— Aim —
Present every line of the data below as a Markdown table, omitting blank lines, with the columns "Row" for the row number and "Line" for the line itself.

★ ★ ★ ★ ★ ★ ★

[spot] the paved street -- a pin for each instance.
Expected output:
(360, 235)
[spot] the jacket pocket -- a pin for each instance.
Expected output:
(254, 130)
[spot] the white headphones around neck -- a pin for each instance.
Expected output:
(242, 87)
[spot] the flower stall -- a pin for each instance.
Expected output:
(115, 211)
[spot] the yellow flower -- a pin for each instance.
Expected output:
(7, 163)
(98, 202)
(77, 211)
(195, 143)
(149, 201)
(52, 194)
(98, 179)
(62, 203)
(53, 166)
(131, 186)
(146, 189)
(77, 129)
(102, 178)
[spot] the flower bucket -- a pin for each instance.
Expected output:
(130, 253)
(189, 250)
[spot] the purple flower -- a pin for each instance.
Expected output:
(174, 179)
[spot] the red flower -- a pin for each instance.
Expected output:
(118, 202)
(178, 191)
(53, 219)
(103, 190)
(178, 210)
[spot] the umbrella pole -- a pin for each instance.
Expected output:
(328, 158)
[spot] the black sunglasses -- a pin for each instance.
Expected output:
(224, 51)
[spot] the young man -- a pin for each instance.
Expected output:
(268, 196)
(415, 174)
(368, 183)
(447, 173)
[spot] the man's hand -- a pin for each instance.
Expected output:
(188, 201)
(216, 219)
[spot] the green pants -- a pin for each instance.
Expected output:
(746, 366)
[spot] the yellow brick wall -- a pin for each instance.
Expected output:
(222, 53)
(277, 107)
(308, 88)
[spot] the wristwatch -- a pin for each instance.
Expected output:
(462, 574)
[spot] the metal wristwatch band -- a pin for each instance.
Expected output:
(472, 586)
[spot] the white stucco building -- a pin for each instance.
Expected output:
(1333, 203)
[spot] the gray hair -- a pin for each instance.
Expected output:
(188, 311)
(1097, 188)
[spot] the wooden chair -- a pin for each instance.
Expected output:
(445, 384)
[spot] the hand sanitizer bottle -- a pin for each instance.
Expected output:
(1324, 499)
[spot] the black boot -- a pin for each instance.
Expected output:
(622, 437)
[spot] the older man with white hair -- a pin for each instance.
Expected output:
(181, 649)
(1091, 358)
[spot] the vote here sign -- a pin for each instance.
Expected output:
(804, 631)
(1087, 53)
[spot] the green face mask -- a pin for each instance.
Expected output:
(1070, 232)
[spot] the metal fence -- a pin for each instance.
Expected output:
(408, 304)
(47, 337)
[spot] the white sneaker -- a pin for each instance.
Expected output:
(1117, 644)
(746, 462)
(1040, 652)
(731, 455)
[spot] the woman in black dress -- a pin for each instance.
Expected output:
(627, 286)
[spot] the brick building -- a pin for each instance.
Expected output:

★ ★ ★ ★ ★ ★ ★

— Answer to this task —
| Row | Line |
|---|---|
| 1 | [spot] the paved street -- a pin for each instance. |
| 2 | Expected output: |
| 3 | (360, 235) |
| 4 | [spot] the jacket pocket -- a pin for each instance. |
| 5 | Expected output: |
| 6 | (254, 130) |
| 7 | [spot] the white headphones around neck -- a pin for each instance. |
| 8 | Expected output: |
| 9 | (242, 87) |
| 10 | [spot] the flower stall -- a pin for each instance. |
| 11 | Expected output: |
| 12 | (115, 211) |
| 13 | [spot] the yellow flower -- a pin for each instance. |
| 14 | Expected output: |
| 15 | (7, 163) |
| 16 | (98, 202) |
| 17 | (77, 211) |
| 18 | (195, 143) |
| 19 | (149, 201) |
| 20 | (52, 194) |
| 21 | (98, 179) |
| 22 | (62, 203) |
| 23 | (53, 166) |
| 24 | (131, 186) |
| 25 | (146, 189) |
| 26 | (77, 129) |
| 27 | (102, 178) |
| 28 | [spot] the flower bucket -- a pin for each instance. |
| 29 | Expected output: |
| 30 | (130, 253) |
| 31 | (189, 250) |
| 32 | [spot] the purple flower -- a pin for each instance. |
| 33 | Expected output: |
| 34 | (174, 179) |
| 35 | [spot] the red flower -- a pin for each instance. |
| 36 | Expected output: |
| 37 | (118, 202) |
| 38 | (178, 191) |
| 39 | (53, 219) |
| 40 | (103, 190) |
| 41 | (178, 210) |
| 42 | [spot] the umbrella pole -- a pin for each instance. |
| 43 | Expected output: |
| 44 | (328, 158) |
| 45 | [spot] the black sunglasses -- a pin for each instance. |
| 46 | Expected output: |
| 47 | (224, 51) |
| 48 | [spot] the young man -- a pin for each instance. |
| 49 | Expected output: |
| 50 | (268, 196) |
| 51 | (415, 174) |
| 52 | (368, 183) |
| 53 | (447, 173) |
| 54 | [spot] the man's hand -- a pin for each instance. |
| 55 | Expected output: |
| 56 | (188, 201) |
| 57 | (216, 219) |
| 58 | [spot] the green pants -- a pin for each instance. |
| 59 | Expected output: |
| 60 | (746, 366) |
| 61 | [spot] the yellow brick wall -- a pin for each instance. |
| 62 | Expected output: |
| 63 | (222, 53) |
| 64 | (277, 107) |
| 65 | (308, 88) |
| 66 | [spot] the wristwatch -- a pin for each instance. |
| 67 | Expected output: |
| 68 | (462, 574) |
| 69 | [spot] the metal wristwatch band -- a pin for each instance. |
| 70 | Expected output: |
| 71 | (472, 586) |
| 72 | [spot] the white stucco building -- a pin for each instance. |
| 73 | Expected output: |
| 74 | (1333, 203) |
| 75 | [spot] the gray hair -- a pin for each instance. |
| 76 | Expected output: |
| 77 | (188, 311) |
| 78 | (1097, 188) |
| 79 | [spot] the wooden chair -- a pin for each instance. |
| 80 | Expected output: |
| 81 | (445, 384) |
| 82 | [spot] the hand sanitizer bottle -- a pin for each instance. |
| 83 | Expected output: |
| 84 | (1324, 499) |
| 85 | [spot] the black boot -- a pin for each instance. |
| 86 | Expected output: |
| 87 | (622, 437) |
| 88 | [spot] the older man with white hair -- a pin for each instance. |
| 89 | Expected output: |
| 90 | (181, 649) |
| 91 | (1091, 358) |
| 92 | [spot] the vote here sign -- a pin for each instance. |
| 93 | Expected output: |
| 94 | (804, 631) |
| 95 | (1087, 53) |
| 96 | [spot] the green face mask -- a pin for each instance. |
| 97 | Expected output: |
| 98 | (1070, 232) |
| 99 | [spot] the metal fence -- a pin for each instance. |
| 100 | Expected output: |
| 101 | (408, 304) |
| 102 | (47, 337) |
| 103 | [spot] the white sneaker -- a pin for each instance. |
| 104 | Expected output: |
| 105 | (1117, 644) |
| 106 | (746, 462) |
| 107 | (1040, 652) |
| 108 | (731, 455) |
| 109 | [spot] the woman in black dress -- a pin for each instance. |
| 110 | Expected output: |
| 111 | (627, 286) |
| 112 | [spot] the brick building -- a pin for each instance. |
| 113 | Expected output: |